_Task prompt_:
For every line that contains the string "light", pull that line out of the material below.

_Input data_:
•••••

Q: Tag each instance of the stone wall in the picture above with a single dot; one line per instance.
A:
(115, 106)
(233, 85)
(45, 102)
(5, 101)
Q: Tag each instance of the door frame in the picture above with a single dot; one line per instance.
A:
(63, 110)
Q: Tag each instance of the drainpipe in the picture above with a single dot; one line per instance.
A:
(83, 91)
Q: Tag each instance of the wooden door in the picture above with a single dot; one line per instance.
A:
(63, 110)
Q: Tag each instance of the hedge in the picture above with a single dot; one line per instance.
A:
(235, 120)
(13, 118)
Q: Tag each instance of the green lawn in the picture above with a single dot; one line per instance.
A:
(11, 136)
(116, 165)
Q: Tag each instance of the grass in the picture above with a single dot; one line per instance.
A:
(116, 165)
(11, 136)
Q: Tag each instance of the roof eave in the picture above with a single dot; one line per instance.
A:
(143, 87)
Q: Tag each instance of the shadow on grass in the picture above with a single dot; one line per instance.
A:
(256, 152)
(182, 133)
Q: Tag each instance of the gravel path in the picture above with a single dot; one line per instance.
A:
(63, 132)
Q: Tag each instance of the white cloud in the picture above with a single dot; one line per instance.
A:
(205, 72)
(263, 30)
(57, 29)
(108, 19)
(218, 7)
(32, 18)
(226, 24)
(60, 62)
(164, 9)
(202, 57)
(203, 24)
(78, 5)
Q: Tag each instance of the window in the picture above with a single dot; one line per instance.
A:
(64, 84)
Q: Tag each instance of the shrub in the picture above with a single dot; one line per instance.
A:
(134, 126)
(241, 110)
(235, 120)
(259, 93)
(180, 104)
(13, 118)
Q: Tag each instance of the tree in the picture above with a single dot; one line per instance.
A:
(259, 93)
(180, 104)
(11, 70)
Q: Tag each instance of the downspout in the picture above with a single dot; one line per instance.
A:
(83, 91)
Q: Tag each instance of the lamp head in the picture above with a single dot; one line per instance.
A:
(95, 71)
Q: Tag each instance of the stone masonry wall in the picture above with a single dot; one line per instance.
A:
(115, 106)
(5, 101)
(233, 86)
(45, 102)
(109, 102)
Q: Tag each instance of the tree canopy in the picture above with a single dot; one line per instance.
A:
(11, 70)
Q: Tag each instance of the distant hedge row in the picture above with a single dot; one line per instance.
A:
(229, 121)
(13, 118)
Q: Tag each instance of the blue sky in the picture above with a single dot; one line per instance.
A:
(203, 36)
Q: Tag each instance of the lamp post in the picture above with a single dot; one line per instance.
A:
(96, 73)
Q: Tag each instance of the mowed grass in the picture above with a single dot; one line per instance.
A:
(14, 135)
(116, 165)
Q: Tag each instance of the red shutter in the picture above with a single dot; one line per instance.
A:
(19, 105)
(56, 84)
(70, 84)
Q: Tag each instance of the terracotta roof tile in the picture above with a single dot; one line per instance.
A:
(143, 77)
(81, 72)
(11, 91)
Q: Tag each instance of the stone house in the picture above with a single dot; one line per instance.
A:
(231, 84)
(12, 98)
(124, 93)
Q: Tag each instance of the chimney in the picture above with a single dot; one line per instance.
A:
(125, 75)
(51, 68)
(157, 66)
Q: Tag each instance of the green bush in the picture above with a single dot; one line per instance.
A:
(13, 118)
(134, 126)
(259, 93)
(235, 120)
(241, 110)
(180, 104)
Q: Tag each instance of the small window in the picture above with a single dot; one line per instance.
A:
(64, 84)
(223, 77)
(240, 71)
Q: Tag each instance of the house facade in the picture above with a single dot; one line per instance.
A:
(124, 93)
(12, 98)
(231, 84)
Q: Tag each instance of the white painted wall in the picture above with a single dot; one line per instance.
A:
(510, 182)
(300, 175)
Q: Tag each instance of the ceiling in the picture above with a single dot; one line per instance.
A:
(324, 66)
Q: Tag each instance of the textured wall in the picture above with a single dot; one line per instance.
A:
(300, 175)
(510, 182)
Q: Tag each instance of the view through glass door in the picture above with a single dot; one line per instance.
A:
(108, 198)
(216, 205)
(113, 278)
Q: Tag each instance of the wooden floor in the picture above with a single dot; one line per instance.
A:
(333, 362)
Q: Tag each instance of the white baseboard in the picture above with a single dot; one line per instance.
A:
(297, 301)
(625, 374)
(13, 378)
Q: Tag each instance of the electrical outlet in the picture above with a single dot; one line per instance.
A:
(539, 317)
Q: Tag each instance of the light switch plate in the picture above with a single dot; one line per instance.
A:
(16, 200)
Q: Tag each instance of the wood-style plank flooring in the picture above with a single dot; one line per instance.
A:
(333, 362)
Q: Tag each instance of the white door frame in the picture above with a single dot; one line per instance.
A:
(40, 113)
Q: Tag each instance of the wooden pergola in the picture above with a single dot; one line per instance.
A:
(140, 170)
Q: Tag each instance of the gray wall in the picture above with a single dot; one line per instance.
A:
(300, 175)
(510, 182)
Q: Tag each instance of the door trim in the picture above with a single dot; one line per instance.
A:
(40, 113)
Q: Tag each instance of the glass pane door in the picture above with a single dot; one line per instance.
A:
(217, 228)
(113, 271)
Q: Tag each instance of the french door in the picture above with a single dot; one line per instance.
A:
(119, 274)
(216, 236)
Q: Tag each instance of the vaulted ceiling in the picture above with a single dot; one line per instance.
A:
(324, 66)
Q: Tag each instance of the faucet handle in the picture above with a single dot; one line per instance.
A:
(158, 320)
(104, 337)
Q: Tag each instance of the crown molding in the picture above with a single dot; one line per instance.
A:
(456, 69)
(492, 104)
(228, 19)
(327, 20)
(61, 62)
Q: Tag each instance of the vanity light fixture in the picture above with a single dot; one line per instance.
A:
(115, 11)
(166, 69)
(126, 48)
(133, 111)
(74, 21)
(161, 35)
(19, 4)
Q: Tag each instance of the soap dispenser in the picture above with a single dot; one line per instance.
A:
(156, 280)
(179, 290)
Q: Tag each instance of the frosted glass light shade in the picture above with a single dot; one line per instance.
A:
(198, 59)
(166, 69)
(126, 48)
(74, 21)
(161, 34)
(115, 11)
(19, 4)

•••••

_Output below_:
Q: Tag each instance of the light switch plate in the picture above with a single dot; one line per instance.
Q: Tag each instance of the vanity light fixture in the picture above with a single dot; one line per instance.
Q: Tag each instance of the frosted glass light shade in the picture above with a single dot; one line per instance.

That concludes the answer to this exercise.